**Stated problem:** Rewrite the data below as a numbered list, dropping every blank line.

**Information provided:**
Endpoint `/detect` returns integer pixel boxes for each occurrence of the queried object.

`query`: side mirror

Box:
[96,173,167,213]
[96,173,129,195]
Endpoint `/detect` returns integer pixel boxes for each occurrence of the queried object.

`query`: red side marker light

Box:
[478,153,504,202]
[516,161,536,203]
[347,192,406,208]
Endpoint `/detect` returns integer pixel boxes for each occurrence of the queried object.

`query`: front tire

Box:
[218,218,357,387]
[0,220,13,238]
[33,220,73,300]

**Answer to this exercise:**
1. Endpoint `/detect` returns integer pixel boxes for each occurrence of the queried object.
2. `query`: side mirror
3. Box:
4. [96,173,167,213]
5. [96,173,129,195]
6. Endpoint `/detect` returns integer pixel boxes for each occurrence of the queried object.
7. `query`: red side marker light
8. Box:
9. [478,153,504,202]
10. [516,161,536,203]
11. [347,192,406,208]
12. Endpoint `/detect` returns integer pixel boxes for each occurrence of the queried object.
13. `query`: front tire
14. Box:
15. [218,218,357,387]
16. [0,220,13,238]
17. [33,220,73,300]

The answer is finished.